◆ **Task requirements**:
Give again, unchanged, the line that contains "Target: motorcycle windshield" together with every line that follows it until the entries end.

Source material: Begin

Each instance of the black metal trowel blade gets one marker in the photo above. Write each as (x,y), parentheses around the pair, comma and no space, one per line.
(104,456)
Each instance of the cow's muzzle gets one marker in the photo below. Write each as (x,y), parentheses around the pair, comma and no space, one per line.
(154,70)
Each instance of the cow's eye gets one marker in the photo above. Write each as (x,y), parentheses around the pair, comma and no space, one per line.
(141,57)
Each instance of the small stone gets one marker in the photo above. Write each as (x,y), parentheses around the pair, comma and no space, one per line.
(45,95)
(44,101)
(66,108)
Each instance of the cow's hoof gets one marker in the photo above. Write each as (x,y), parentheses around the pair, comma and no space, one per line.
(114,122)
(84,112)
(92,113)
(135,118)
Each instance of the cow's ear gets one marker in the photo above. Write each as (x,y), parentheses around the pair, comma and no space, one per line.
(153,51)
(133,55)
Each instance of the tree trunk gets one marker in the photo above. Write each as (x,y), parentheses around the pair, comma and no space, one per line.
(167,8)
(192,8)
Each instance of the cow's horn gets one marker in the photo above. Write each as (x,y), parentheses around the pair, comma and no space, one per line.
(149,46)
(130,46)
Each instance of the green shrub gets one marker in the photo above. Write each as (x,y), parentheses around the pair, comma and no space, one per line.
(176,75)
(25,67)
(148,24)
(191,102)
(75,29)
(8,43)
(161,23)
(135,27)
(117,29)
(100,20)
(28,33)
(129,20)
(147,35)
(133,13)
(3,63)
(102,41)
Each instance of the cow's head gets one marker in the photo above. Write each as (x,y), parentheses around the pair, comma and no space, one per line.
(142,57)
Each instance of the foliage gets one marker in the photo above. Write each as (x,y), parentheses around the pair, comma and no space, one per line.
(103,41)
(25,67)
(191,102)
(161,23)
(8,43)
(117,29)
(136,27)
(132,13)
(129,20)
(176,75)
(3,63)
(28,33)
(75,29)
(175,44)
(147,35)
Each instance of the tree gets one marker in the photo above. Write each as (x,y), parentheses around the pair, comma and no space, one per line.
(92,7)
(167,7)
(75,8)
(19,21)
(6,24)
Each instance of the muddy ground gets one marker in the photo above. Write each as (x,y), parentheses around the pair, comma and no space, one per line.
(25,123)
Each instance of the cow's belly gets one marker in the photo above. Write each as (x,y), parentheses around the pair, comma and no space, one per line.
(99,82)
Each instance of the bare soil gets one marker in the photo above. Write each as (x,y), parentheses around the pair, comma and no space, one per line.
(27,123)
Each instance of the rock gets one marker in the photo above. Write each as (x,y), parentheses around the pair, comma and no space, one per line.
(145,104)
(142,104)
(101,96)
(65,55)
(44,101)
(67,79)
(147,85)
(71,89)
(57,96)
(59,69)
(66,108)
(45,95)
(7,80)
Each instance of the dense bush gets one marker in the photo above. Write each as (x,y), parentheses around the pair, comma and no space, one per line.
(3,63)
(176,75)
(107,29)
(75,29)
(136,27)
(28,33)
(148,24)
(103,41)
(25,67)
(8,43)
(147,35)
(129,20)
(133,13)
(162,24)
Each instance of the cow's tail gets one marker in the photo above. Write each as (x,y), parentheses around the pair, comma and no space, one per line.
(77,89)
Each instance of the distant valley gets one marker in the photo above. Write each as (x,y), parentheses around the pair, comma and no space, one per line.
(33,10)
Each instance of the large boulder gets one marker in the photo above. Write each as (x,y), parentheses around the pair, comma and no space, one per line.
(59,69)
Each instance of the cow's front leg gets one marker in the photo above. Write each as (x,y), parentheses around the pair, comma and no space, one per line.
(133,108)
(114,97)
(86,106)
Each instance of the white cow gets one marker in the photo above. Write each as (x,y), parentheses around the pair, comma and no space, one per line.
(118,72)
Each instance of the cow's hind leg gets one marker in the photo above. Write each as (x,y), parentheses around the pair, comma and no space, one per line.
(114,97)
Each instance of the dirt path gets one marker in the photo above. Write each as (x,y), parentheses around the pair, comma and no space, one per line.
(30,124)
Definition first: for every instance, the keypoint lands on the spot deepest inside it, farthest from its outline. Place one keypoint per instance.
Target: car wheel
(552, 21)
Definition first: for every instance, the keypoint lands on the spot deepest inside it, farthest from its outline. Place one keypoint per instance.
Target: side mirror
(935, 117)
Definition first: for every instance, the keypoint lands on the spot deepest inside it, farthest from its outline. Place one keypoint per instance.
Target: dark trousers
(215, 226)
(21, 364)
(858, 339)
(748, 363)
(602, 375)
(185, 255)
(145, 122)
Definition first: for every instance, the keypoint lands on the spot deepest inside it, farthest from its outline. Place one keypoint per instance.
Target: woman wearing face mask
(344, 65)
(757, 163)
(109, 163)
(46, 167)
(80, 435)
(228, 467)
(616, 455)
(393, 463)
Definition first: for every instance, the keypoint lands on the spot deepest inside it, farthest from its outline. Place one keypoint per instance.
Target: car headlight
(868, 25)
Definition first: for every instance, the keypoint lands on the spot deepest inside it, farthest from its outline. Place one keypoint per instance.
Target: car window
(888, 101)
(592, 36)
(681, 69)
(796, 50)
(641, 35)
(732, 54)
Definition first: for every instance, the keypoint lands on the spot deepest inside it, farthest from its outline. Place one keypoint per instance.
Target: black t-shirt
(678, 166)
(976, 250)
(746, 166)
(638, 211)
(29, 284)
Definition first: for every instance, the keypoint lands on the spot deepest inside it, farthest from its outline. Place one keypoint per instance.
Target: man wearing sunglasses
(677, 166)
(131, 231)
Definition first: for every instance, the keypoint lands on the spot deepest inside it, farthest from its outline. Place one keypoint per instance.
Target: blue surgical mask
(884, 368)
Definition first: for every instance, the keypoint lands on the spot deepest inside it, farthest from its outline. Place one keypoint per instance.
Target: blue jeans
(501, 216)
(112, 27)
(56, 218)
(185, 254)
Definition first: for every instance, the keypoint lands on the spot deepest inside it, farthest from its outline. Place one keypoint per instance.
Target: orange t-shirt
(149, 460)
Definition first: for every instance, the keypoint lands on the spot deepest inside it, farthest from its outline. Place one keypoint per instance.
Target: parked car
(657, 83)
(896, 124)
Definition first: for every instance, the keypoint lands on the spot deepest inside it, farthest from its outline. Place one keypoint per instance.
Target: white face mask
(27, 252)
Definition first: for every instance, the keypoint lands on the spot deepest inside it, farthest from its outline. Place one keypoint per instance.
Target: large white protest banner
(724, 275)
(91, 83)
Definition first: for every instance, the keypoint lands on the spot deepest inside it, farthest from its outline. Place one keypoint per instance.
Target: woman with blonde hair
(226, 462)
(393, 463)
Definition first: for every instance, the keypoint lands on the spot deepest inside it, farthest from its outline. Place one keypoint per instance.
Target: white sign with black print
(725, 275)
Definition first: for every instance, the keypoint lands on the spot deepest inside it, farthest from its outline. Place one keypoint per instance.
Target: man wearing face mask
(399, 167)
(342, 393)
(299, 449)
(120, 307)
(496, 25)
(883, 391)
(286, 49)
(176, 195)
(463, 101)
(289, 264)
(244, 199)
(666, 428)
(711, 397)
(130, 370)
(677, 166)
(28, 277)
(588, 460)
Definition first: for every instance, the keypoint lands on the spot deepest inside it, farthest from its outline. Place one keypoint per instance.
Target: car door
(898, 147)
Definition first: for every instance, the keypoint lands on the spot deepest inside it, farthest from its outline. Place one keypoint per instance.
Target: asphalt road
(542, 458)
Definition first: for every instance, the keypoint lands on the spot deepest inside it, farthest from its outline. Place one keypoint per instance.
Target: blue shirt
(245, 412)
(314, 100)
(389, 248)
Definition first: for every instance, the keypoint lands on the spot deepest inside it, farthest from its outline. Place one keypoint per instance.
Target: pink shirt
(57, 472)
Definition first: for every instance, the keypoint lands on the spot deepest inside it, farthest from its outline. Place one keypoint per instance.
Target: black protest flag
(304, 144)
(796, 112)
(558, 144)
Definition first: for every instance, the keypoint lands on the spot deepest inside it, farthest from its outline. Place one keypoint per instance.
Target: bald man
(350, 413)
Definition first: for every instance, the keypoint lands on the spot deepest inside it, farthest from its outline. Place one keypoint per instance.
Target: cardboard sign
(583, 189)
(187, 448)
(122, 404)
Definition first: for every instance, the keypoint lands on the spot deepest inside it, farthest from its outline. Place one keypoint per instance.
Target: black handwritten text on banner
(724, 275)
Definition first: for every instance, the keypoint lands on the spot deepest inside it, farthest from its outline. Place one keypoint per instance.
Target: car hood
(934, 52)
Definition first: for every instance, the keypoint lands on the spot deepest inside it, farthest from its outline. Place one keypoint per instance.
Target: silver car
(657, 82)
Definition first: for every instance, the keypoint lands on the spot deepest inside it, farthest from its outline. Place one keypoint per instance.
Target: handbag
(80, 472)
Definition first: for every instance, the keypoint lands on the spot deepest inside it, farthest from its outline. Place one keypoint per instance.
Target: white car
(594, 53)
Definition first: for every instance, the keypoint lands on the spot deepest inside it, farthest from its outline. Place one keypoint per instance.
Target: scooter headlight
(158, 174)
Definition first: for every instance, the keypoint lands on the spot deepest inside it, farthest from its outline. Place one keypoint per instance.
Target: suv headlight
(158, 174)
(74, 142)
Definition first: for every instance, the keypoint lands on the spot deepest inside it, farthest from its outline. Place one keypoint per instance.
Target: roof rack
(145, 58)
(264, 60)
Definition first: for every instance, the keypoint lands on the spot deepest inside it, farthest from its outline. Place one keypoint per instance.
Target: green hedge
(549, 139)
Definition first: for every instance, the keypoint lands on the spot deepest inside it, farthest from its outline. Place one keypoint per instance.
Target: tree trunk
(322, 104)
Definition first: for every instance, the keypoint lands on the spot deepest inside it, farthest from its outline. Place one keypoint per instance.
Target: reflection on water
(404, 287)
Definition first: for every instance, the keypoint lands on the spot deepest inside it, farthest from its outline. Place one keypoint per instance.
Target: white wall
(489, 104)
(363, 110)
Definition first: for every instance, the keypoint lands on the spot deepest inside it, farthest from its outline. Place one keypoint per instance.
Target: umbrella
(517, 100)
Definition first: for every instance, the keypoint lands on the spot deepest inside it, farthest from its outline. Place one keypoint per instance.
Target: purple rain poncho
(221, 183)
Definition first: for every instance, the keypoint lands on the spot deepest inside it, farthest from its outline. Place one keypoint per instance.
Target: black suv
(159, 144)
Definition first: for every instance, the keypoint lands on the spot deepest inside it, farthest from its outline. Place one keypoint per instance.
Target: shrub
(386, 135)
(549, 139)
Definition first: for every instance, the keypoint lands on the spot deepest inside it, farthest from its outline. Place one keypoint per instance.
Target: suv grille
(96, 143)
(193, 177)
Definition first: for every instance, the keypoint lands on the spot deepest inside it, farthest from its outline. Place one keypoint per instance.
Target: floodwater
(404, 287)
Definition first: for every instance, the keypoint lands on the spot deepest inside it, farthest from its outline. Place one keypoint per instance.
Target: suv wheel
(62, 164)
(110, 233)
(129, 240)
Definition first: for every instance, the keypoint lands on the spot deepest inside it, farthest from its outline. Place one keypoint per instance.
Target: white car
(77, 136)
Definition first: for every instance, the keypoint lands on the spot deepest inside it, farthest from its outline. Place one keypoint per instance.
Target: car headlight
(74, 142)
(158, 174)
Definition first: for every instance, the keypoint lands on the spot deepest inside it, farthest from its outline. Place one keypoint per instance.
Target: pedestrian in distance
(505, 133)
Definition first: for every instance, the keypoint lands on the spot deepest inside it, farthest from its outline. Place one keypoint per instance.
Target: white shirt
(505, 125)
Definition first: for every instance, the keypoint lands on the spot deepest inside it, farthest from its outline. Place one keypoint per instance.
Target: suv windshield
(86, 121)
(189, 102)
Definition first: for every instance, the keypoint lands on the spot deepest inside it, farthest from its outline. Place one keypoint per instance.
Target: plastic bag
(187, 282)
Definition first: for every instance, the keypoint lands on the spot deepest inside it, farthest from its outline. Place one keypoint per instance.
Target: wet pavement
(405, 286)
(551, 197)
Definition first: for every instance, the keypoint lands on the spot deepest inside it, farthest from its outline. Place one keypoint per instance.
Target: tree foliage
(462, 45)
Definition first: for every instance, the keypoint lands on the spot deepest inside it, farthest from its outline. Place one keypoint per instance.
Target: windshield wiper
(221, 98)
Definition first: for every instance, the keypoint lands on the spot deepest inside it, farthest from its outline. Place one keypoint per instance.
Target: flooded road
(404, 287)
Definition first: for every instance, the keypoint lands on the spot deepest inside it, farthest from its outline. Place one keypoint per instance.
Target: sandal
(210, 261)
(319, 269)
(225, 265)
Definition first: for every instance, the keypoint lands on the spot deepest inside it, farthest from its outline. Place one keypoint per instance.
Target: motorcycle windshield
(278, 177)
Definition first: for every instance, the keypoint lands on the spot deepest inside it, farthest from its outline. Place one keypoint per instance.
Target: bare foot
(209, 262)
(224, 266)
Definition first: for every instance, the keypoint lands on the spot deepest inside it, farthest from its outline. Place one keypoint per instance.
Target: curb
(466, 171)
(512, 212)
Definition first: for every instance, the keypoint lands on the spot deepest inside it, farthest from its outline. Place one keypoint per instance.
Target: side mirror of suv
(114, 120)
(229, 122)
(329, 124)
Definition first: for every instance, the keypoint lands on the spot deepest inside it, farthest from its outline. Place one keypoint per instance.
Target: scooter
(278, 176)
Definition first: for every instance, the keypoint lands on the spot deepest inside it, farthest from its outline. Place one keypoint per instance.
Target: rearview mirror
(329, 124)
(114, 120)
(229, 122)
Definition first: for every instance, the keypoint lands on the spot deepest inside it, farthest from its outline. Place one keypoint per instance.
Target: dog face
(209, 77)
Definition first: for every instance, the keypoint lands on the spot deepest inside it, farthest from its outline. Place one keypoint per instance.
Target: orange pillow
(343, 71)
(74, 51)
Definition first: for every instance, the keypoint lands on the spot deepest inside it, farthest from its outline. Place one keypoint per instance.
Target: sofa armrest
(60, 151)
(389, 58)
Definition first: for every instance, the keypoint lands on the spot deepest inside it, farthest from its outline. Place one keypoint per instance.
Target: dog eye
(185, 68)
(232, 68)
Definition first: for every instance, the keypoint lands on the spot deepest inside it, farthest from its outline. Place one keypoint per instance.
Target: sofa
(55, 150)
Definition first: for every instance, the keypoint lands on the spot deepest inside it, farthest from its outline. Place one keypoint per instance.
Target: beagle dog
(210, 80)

Source material: End

◆ **Exercise answer**:
Target: motorcycle windshield
(278, 177)
Definition first: for every instance, the keypoint lands on the spot deepest inside it, farthest from its outline. Place one keypoint per instance.
Target: bare foot
(209, 262)
(224, 266)
Definition first: for every instance, the keypoint lands on the spot deepest inside it, farthest from its outline. Place one keypoint per instance.
Target: curb
(466, 171)
(512, 212)
Definition first: for every instance, the keypoint lands on the spot deepest inside it, farthest from its outline. Place one keypoint per instance.
Target: side mirror of suv
(114, 120)
(229, 122)
(329, 124)
Definition first: for every instance, the keypoint lands on the spot deepest inside it, farthest from its outline. Place one keypoint per instance.
Target: scooter
(278, 176)
Definition first: for every instance, the keypoint lands on the spot deepest inside it, farthest from its outline. Place one keypoint per instance.
Target: rearview mirror
(329, 124)
(114, 120)
(229, 122)
Definition first: for every instance, the keypoint lands on the spot deepest inside it, farthest from its outline. Place one keypoint per instance.
Target: dog face
(209, 77)
Definition first: for every instance, the keypoint lands on the spot deepest inside it, farthest from its outline. Place one keypoint per instance.
Target: orange pillow
(343, 71)
(74, 51)
Definition first: for every instance, the keypoint lands on the spot deepest inside it, farthest from its outline. Place one keypoint per instance.
Target: sofa armrest
(60, 151)
(389, 58)
Definition first: for every instance, the keypoint lands on the spot deepest inside it, farthest from its outline. Place one keypoint per instance.
Target: dog eye
(185, 68)
(232, 68)
Definition first: for every instance, the keypoint lands on the spot deepest inside it, farthest from its outline. Place one keypoint per instance.
Target: sofa
(55, 150)
Definition first: for every instance, the keypoint lands on the spot deepest inside it, farthest from its outline. Place one keypoint per instance.
Target: beagle dog
(210, 80)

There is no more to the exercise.